*Dataset*:
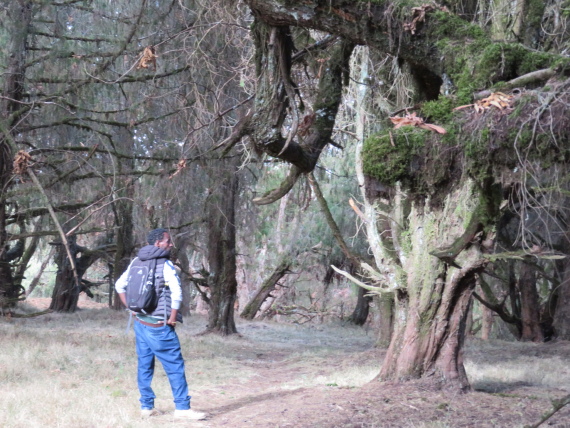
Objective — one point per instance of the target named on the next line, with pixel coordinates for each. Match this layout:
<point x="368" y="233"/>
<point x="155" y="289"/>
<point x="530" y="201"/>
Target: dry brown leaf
<point x="179" y="167"/>
<point x="419" y="14"/>
<point x="22" y="162"/>
<point x="496" y="99"/>
<point x="148" y="58"/>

*Exercise directions*: Give every line of the material above as a JSON list of strings, one string per line, with blank lines dropped and the pictures left out.

*Answer for this exercise*:
[
  "Objective — one point per instance of the target named on the next line, with pixel coordinates for each. Match this layout:",
  "<point x=\"368\" y=\"233\"/>",
  "<point x=\"155\" y=\"289\"/>",
  "<point x=\"530\" y=\"201\"/>",
  "Target: dry brown leaf",
  "<point x=\"179\" y=\"167\"/>",
  "<point x=\"419\" y=\"14\"/>",
  "<point x=\"22\" y=\"162\"/>",
  "<point x=\"496\" y=\"99\"/>",
  "<point x=\"148\" y=\"58\"/>"
]